**DOCUMENT SECTION:**

_____

Let us apply the data generator class to our training and validation sets.

train_data_generator = DataGenerator(X_train_data, y_train_data, augment=True) 
valid_data_generator = DataGenerator(X_val_data, y_val_data, augment=False)

The EfficientNet class is available in Keras to help in transfer learning with ease. I used the EfficientNet-B0 class with ImageNet weights. Since I used this model just for feature extraction, I did not include the fully-connected layer at the top of the network instead specified the input shape and pooling. I also added my own pooling and dense layers.

Here is the code to use the pre-trained EfficientNet-B0 model.

efnb0 = efn.EfficientNetB0(weights='imagenet', include_top=False, input_shape=input_shape, classes=n_classes)

model = Sequential()
model.add(efnb0)
model.add(GlobalAveragePooling2D())
model.add(Dropout(0.5))
model.add(Dense(n_classes, activation='softmax'))

model.summary()

Here is the output.

Image by author

The model has 4,135,648 trainable parameters. 😳

optimizer = Adam(lr=0.0001)

#early stopping to monitor the validation loss and avoid overfitting
early_stop = EarlyStopping(monitor='val_loss', mode='min', verbose=1, patience=10, restore_best_weights=True)

#reducing learning rate on plateau
rlrop = ReduceLROnPlateau(monitor='val_loss', mode='min', patience= 5, factor= 0.5, min_lr= 1e-6, verbose=1)
#model compiling
model.compile(optimizer=optimizer, loss='categorical_crossentropy', metrics=['accuracy'])

_____

**RECORDS:**

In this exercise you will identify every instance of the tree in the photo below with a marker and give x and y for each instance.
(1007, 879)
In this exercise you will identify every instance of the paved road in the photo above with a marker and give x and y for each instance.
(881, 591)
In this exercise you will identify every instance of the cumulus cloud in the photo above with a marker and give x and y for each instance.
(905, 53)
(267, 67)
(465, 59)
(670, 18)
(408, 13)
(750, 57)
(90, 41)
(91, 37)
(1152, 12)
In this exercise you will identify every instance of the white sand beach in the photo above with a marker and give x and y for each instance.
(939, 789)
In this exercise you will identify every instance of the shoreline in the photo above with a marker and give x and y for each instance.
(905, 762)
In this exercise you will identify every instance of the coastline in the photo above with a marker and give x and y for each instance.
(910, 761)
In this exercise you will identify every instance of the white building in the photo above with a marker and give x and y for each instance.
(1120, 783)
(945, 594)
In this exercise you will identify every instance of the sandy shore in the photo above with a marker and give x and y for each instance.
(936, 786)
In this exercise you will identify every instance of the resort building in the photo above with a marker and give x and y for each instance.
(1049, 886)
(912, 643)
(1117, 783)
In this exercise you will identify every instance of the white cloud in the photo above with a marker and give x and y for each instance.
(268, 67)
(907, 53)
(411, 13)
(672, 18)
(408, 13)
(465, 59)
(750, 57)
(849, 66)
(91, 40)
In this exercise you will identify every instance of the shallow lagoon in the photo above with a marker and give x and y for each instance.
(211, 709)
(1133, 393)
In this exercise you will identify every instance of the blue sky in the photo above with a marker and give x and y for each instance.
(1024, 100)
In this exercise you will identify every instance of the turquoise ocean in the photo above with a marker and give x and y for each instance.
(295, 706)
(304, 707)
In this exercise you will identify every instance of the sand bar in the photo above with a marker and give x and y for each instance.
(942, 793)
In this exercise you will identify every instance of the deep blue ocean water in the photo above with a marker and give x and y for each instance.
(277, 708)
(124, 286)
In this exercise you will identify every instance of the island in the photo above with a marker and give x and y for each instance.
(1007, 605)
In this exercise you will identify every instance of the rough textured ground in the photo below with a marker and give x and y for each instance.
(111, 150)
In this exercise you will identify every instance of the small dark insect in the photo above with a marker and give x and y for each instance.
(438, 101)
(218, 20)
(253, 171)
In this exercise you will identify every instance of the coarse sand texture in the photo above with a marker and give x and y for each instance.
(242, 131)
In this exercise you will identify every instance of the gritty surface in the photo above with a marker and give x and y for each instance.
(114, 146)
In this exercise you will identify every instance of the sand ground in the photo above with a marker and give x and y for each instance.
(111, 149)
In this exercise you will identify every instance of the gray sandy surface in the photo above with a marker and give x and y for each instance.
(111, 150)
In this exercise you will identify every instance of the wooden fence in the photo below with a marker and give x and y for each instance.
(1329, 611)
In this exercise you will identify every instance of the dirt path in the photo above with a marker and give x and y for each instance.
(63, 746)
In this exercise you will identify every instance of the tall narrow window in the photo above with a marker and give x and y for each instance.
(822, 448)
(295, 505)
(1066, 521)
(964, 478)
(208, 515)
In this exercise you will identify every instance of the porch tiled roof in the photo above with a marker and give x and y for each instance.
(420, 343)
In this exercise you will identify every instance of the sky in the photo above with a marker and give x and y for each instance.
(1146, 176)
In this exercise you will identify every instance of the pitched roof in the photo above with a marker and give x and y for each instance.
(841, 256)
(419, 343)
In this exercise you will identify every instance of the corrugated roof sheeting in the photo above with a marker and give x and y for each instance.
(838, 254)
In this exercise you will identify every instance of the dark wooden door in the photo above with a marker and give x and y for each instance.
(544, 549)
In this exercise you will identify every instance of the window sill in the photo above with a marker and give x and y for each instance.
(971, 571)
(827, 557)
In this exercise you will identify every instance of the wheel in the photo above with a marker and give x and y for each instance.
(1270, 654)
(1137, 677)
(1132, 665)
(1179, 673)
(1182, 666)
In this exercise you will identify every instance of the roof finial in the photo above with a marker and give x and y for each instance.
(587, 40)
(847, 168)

_____

Resume the EfficientNet transfer-learning walkthrough after its last line, the model compile step. None of the entries are needed for this work.

**RESULT FOR THIS TASK:**
After compiling our model, let us fit it on our training dataset and validate it on the validation dataset.

model_history = model.fit_generator(train_data_generator, validation_data = valid_data_generator, callbacks = [early_stop, rlrop],verbose = 1, epochs = epochs)

#saving the trained model weights as data file in .h5 format
model.save_weights("cifar_efficientnetb0_weights.h5")

Here are the snippets of training.

Images by author

We can see that the model adjusted the learning rate on the 14th epoch and we get a final accuracy of 84.82% on the training set, which is pretty good. But wait, we need to look at the test accuracy too.

Visualization helps to see things better. So, let’s plot the accuracy and loss plots.

#plot to visualize the loss and accuracy against number of epochs
plt.figure(figsize=(18,8))

plt.suptitle('Loss and Accuracy Plots', fontsize=18)

plt.subplot(1,2,1)
plt.plot(model_history.history['loss'], label='Training Loss')
plt.plot(model_history.history['val_loss'], label='Validation Loss')
plt.legend()
plt.xlabel('Number of epochs', fontsize=15)
plt.ylabel('Loss', fontsize=15)

plt.subplot(1,2,2)
plt.plot(model_history.history['accuracy'], label='Train Accuracy')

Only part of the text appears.